▸ **Source material**:

============================================================

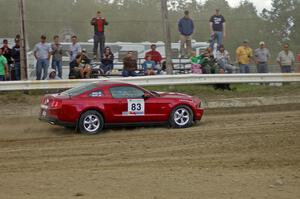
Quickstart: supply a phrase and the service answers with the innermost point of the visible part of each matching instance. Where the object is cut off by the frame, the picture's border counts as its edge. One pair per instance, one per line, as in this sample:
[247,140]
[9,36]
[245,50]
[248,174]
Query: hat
[51,71]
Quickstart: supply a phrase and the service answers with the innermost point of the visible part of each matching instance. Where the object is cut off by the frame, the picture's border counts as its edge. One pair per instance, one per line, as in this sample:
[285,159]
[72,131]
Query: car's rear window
[80,89]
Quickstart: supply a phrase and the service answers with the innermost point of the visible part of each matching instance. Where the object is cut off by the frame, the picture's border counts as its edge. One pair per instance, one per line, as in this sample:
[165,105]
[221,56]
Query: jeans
[286,69]
[99,38]
[106,68]
[244,68]
[217,36]
[57,66]
[42,66]
[185,45]
[17,71]
[2,78]
[126,73]
[262,67]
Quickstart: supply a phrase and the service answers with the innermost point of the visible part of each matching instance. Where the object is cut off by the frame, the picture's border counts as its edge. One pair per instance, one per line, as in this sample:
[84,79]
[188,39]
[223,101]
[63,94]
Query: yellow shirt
[244,54]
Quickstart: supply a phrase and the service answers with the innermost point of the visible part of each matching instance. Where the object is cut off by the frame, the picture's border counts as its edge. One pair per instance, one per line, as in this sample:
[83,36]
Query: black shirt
[15,53]
[217,21]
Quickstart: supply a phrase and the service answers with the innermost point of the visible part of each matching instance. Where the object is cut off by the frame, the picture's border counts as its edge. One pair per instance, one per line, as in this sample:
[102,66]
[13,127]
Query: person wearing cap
[186,29]
[217,28]
[99,38]
[262,56]
[6,51]
[286,59]
[42,53]
[15,54]
[52,75]
[57,52]
[244,55]
[75,48]
[4,71]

============================================================

▸ **Given request**:
In your copy, leave out the pictures and reproduce the material above exactly.

▸ **Exercise answer**:
Quickstart: supply a phrase and the service answers with the innermost point of the visible part of each matching instance. Where the object is cut off by the frame, the picture's border counts as its edge. One pair per instance, one per line, as in this sample:
[247,140]
[9,36]
[245,50]
[248,174]
Query: hat
[51,71]
Quickstart: supply a phrase and the service answers with the innermost point of the visible part of each matching instance. Where the object is cut off by the frame, the picture's border counts as its edge. One pair per instance, one per line, as in this sample:
[285,159]
[72,131]
Query: car's rear window
[80,89]
Quickstart: supply a phrase and the service answers with the innermost point of the visible part of each matching instance. Where the object is cut off by the frame, the picture's border counts as its edge. One pair per instance, one per line, as in this sample:
[165,105]
[221,56]
Query: jeans
[286,69]
[99,38]
[106,68]
[244,68]
[217,36]
[57,66]
[42,66]
[185,45]
[17,71]
[2,78]
[126,73]
[262,67]
Quickstart: supply a phrase and the service answers with the innermost point of the visible part of each matching instance. Where the object is cut off by the frame, the picture's border counts as its edge. One pair per instance, one per line, as in this sample:
[84,79]
[188,39]
[223,101]
[63,94]
Query: yellow shirt
[244,54]
Quickstart: supply a phrase and the service answers with the innermost point of the visible part of each matching instance. Where the object is cut off by the frame, the picture's border counts as its edge. One pair per instance, one per line, as in this sample:
[83,36]
Query: black shirt
[15,53]
[217,21]
Quickstart: supply a phrase and the service answers with the innermost point of the visible part of each matching instance. Where the object is cut off by the frame, the picture's border counts as its edge. One pair per instance, one per line, as in this sample:
[102,66]
[13,127]
Query: person wearing cap
[186,29]
[217,28]
[99,38]
[262,56]
[6,51]
[286,59]
[42,53]
[15,54]
[52,75]
[57,52]
[244,55]
[75,48]
[4,71]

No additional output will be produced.